───── INPUT MATERIAL ─────

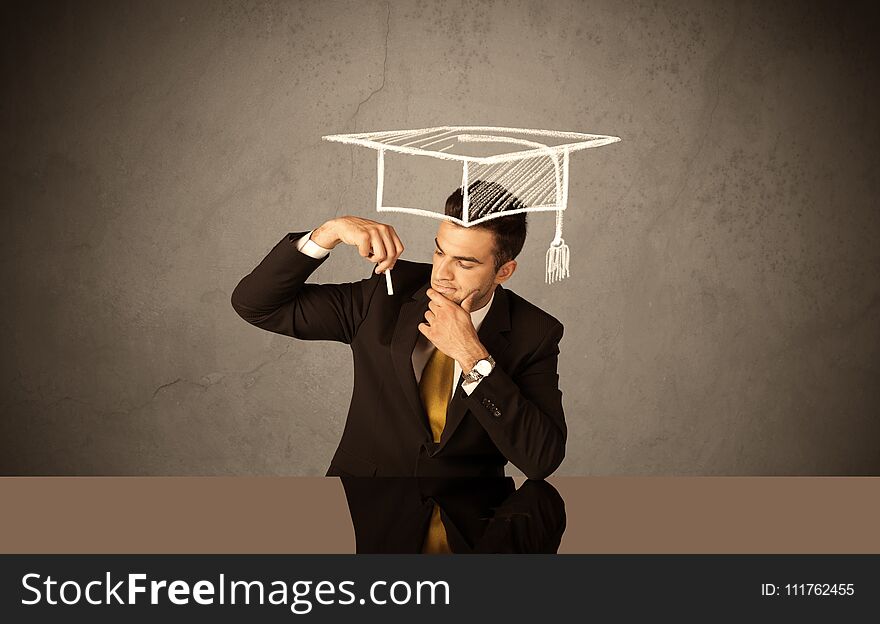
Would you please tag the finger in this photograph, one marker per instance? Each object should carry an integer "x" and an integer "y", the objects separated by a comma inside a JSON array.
[
  {"x": 378, "y": 249},
  {"x": 398, "y": 244},
  {"x": 390, "y": 251},
  {"x": 363, "y": 244}
]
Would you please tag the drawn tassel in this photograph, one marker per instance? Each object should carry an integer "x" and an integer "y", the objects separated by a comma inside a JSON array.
[
  {"x": 558, "y": 255},
  {"x": 557, "y": 261}
]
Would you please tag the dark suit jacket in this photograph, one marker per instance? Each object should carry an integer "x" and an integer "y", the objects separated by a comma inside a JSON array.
[{"x": 513, "y": 414}]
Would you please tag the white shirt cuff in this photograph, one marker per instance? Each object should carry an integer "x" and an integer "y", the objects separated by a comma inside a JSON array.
[{"x": 310, "y": 247}]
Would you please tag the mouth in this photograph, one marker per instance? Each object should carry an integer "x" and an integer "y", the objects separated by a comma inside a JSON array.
[{"x": 442, "y": 290}]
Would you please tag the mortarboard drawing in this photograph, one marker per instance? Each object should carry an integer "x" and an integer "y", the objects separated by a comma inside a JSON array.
[{"x": 530, "y": 167}]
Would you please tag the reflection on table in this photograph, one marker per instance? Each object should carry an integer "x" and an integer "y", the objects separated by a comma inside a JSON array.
[{"x": 454, "y": 515}]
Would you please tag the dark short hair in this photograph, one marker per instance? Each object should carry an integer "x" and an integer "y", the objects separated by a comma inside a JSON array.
[{"x": 489, "y": 198}]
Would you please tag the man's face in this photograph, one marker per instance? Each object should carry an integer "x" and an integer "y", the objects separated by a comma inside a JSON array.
[{"x": 464, "y": 262}]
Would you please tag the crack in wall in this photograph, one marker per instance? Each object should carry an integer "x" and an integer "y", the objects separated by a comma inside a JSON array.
[{"x": 353, "y": 120}]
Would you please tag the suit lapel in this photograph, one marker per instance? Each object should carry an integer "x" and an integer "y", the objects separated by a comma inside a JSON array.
[
  {"x": 406, "y": 332},
  {"x": 491, "y": 334}
]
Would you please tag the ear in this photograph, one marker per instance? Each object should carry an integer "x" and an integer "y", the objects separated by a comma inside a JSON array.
[{"x": 505, "y": 271}]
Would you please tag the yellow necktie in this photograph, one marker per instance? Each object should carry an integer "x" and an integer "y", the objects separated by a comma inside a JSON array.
[
  {"x": 435, "y": 540},
  {"x": 435, "y": 388}
]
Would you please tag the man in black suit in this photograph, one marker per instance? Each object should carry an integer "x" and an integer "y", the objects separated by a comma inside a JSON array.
[{"x": 453, "y": 374}]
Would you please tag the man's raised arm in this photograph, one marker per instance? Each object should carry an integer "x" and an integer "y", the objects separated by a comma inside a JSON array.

─────

■ ASSIGNMENT: Each entry is to be given again exactly as it stands, with its pictures removed.

■ YOUR SOLUTION:
Would you please tag the finger in this photograph, one marker per instance? Each object should carry an integer "x" and an integer "y", the objects separated by a comma inside a JSON array.
[
  {"x": 378, "y": 249},
  {"x": 398, "y": 244},
  {"x": 390, "y": 251},
  {"x": 363, "y": 244}
]
Would you please tag the drawn tassel in this photograph, one marker per instance? Each object should carry an integer "x" and an integer "y", the objects separated by a comma inside a JSON array.
[
  {"x": 558, "y": 255},
  {"x": 557, "y": 261}
]
Would you please tag the dark suit jacket in this photograph, one marker per instance? Each object should carry an integer "x" and an integer "y", the objects separated by a comma inside a JSON array.
[{"x": 513, "y": 414}]
Would you please tag the white shirt cuff in this photograph, one marker per instance? Each object should carry an integer "x" and an integer "y", the objects separated by a comma inside a JSON array.
[{"x": 310, "y": 247}]
Would you please tag the mouth in this photograph, one marker per instance? Each object should carry an integer "x" and an integer "y", the objects separated by a comma inside a JSON array.
[{"x": 442, "y": 290}]
Would you please tag the mortarboard drawing in this photograph, one marker per instance? Each object should carry an integer "x" and an integer "y", the objects separated by a comma inside a JSON array.
[{"x": 530, "y": 167}]
Would you please tag the reflection on table in this photograph, one marker per instance? Each object should carry an integer "x" and an integer "y", the objects separated by a comma inside a JSON array.
[{"x": 454, "y": 515}]
Would you please tag the dark short hair in this photograph, one marker per instance? Each object should carry an integer "x" and an integer "y", the objects separated by a comma inside a JSON array.
[{"x": 489, "y": 198}]
Would you please tag the man's face in this photograph, one marker per instance? Each object should carry an integer "x" and an integer "y", the objects separated by a comma inside a JSON array.
[{"x": 464, "y": 262}]
Would you please tag the crack in wall in this photograph, one marker per instance? Each object should carry an integer "x" and an integer "y", the objects separated by a comma inside a JSON array.
[{"x": 353, "y": 120}]
Would you please tag the suit lapel in this photograph, one marker per instance? Each object should carry an integer "x" and an integer "y", the objects separated by a comma inside a JSON array.
[
  {"x": 406, "y": 332},
  {"x": 491, "y": 334}
]
Would you please tag the ear in this photograph, one marker per instance? Each object should carry an integer "x" and an integer "y", the objects separated by a comma inside a JSON array.
[{"x": 505, "y": 271}]
Would you please tag the yellow necktie in this photograph, one marker per instance? Each object should carry an integer "x" and an integer "y", the objects separated by a comma inside a JSON array.
[
  {"x": 435, "y": 540},
  {"x": 435, "y": 388}
]
Would you please tag the man in black suit in this photograph, one marker per instance? Each object should carry an integer "x" and an integer "y", the objects separated by a comma inside a JSON array.
[{"x": 453, "y": 374}]
Would you please tag the man's raised arm in this photograph, one marker per instance? Each object should carry an integer "x" and an integer "y", the objects separated by a comma inside a JSON array.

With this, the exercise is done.